Exercise instructions: Rewrite the lines from the one containing "booth on this photo." to the one containing "<point>332,215</point>", substituting "game stall" for "carnival game booth" and keeping everything else the same.

--- Dataset records ---

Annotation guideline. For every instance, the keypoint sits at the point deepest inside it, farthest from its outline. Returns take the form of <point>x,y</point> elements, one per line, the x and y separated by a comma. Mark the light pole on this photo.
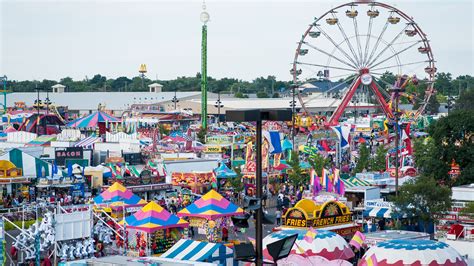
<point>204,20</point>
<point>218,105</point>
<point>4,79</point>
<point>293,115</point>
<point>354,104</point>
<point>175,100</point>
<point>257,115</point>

---
--- Dataset records ---

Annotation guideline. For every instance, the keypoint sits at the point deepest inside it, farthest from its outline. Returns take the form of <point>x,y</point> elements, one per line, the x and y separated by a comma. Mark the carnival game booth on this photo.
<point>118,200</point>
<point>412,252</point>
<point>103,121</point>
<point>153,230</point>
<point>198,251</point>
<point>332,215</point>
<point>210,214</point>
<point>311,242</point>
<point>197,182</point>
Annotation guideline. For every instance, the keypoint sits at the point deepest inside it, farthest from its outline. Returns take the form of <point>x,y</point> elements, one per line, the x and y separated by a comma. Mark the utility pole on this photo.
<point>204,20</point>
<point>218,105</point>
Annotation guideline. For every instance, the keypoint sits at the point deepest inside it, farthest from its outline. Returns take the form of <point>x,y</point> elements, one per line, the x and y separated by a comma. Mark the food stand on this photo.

---

Response:
Annotation guideline. For every instance, the keypoint sits at the point deepest inside it, farthest from its outline. Returns take the form of <point>x,y</point> elements, one per line, the x and y separated by a comma. Mark the game stall on this photo.
<point>118,200</point>
<point>412,252</point>
<point>103,121</point>
<point>153,230</point>
<point>198,251</point>
<point>332,215</point>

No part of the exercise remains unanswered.